[Dataset excerpts on pointing at objects]
━━━

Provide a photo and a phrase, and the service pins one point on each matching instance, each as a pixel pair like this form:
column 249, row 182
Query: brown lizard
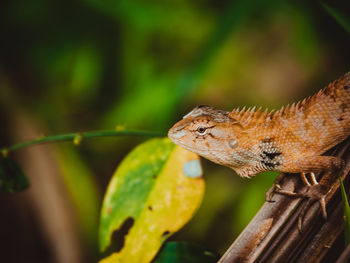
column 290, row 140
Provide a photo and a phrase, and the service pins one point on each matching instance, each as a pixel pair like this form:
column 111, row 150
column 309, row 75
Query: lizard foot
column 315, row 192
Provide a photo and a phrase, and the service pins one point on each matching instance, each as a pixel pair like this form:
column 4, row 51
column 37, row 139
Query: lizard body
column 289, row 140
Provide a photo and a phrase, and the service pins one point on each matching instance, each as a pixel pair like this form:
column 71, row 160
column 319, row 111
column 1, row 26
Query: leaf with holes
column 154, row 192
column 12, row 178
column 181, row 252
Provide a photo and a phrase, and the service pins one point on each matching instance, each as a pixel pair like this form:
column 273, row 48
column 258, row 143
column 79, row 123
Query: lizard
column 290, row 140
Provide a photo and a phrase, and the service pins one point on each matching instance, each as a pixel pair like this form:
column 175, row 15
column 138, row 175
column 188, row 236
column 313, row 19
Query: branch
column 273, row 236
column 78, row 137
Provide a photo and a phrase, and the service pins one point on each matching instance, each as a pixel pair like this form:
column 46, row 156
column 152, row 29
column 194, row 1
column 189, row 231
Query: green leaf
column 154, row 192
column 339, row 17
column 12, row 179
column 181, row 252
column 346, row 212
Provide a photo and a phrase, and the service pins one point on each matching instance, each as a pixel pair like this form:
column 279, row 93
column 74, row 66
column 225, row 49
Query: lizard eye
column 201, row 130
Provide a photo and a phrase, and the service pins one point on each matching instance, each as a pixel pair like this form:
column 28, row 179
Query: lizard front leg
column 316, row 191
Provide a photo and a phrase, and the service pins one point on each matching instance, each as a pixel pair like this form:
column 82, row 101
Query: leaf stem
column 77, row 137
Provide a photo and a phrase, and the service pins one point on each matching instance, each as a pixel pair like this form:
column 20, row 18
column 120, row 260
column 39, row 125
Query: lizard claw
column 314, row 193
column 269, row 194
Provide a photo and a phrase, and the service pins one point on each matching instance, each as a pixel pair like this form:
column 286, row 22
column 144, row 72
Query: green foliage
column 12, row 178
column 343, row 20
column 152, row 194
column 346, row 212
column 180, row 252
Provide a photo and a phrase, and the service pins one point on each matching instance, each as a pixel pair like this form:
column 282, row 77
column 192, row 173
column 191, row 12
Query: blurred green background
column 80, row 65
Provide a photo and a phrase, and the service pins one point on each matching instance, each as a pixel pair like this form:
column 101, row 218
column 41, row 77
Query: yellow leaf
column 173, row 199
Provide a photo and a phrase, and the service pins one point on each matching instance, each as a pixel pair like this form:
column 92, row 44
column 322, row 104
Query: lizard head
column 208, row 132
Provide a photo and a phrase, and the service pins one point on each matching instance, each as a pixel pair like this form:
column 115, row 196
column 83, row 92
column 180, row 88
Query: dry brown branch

━━━

__Task goal__
Pull out every line in the records above that contains the string "lizard", matching uppercase and lowercase exactly.

__Complete response__
Query: brown lizard
Query: lizard foot
Query: lizard body
Query: lizard
Query: lizard eye
Query: lizard front leg
Query: lizard claw
Query: lizard head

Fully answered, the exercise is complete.